▶ _Exercise prompt_
Among the entries below, find each line with "item" and show it.

Collected data entries
--- START ---

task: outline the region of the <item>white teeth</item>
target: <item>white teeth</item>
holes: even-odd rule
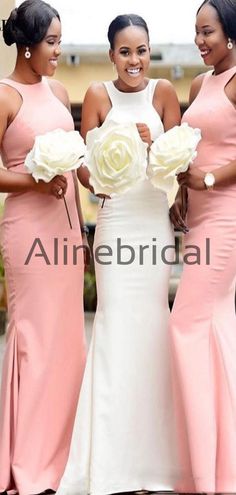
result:
[[[140,69],[128,69],[127,72],[129,74],[138,74],[140,72]]]
[[[56,59],[51,59],[50,63],[54,66],[57,67],[57,60]]]
[[[201,55],[205,56],[205,55],[208,55],[208,53],[210,53],[210,50],[201,50]]]

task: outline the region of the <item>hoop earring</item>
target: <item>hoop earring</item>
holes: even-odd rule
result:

--- END ---

▶ _Response for this exercise_
task: outline the region of the <item>white teeth</item>
target: <item>white teeth</item>
task: outline the region of the <item>hoop earring</item>
target: <item>hoop earring</item>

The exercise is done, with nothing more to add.